DOCUMENT:
»»
To facilitate the training of the models, the search for optimal hyperparameters and the evaluation of their predictive accuracy, the data are divided into three separate sets: training, validation and test.

In [4]:
# Split train-validation-test
# ==============================================================================
end_train = '2012-03-31 23:59:00'
end_validation = '2012-08-31 23:59:00'
data_train = data.loc[: end_train, :]
data_val   = data.loc[end_train:end_validation, :]
data_test  = data.loc[end_validation:, :]

print(f"Dates train      : {data_train.index.min()} --- {data_train.index.max()}  (n={len(data_train)})")
print(f"Dates validacion : {data_val.index.min()} --- {data_val.index.max()}  (n={len(data_val)})")
print(f"Dates test       : {data_test.index.min()} --- {data_test.index.max()}  (n={len(data_test)})")
Dates train      : 2011-01-01 00:00:00 --- 2012-03-31 23:00:00  (n=10944)
Dates validacion : 2012-04-01 00:00:00 --- 2012-08-31 23:00:00  (n=3672)
Dates test       : 2012-09-01 00:00:00 --- 2012-12-31 23:00:00  (n=2928)

Data exploration

Graphical exploration of time series can be an effective way of identifying trends, patterns, and seasonal variations. This, in turn, helps to guide the selection of the most appropriate forecasting model.

Plot time series

Full time series

In [5]:
# Interactive plot of time series
# ==============================================================================
fig = go.Figure()
««
THE TASKS:
1) List the sets into which the time series text divides the data.
2) Return the records' lines verbatim, starting at the line that contains "# Trace the outline of every instance of the dark" and ending at the line that contains "--target dark screen", both included.
The records have nothing to do with the time series text.

EXCERPTED RECORDS:
»»
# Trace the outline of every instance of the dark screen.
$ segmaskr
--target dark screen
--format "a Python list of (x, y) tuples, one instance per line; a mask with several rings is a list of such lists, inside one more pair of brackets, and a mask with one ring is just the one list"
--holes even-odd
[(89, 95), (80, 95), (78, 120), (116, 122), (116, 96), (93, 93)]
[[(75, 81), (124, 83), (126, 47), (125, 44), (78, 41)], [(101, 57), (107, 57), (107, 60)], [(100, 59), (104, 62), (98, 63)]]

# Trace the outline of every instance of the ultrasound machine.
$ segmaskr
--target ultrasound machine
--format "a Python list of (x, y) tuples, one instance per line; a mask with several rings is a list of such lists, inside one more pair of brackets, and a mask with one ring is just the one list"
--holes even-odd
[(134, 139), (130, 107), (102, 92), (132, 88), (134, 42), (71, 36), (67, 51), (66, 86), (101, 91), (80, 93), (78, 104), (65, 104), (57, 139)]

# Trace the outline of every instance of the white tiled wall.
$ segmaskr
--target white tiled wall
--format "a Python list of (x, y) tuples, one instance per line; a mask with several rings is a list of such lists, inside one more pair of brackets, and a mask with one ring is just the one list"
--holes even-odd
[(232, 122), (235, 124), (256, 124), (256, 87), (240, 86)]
««
»»
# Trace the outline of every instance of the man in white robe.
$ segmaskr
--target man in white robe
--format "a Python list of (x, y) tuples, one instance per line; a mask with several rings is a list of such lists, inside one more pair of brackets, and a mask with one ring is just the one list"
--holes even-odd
««
»»
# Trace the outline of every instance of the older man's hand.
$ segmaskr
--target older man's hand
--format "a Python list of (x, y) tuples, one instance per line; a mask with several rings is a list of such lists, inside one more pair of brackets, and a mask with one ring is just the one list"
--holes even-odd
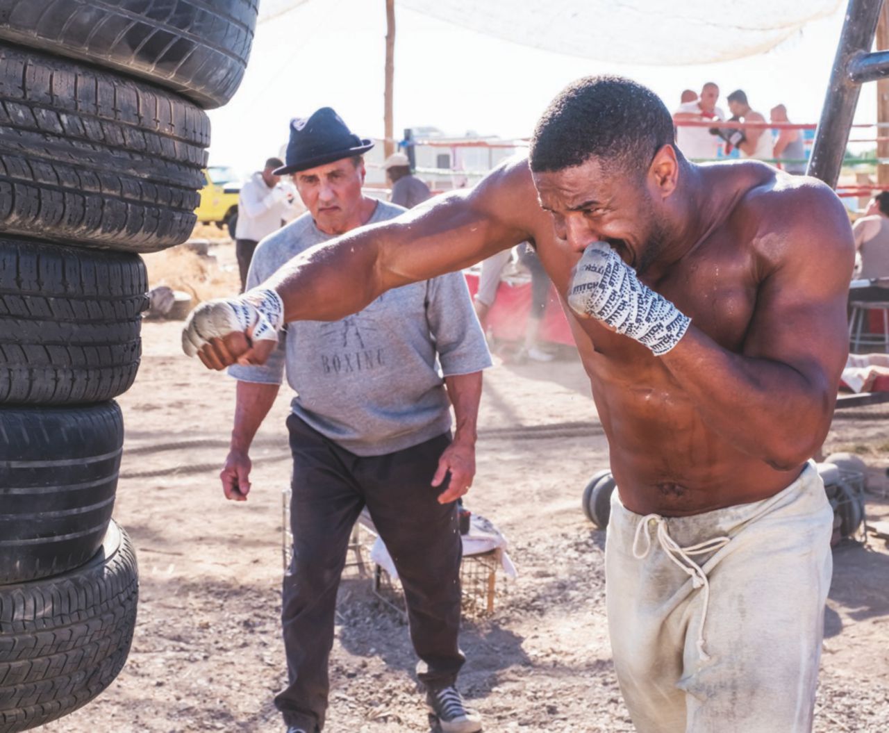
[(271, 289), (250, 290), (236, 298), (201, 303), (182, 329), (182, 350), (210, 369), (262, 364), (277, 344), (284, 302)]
««
ANSWERS FOR THE EXERCISE:
1) training, validation, test

2)
# Trace the outline of every instance of the dark screen.
$ segmaskr
--target dark screen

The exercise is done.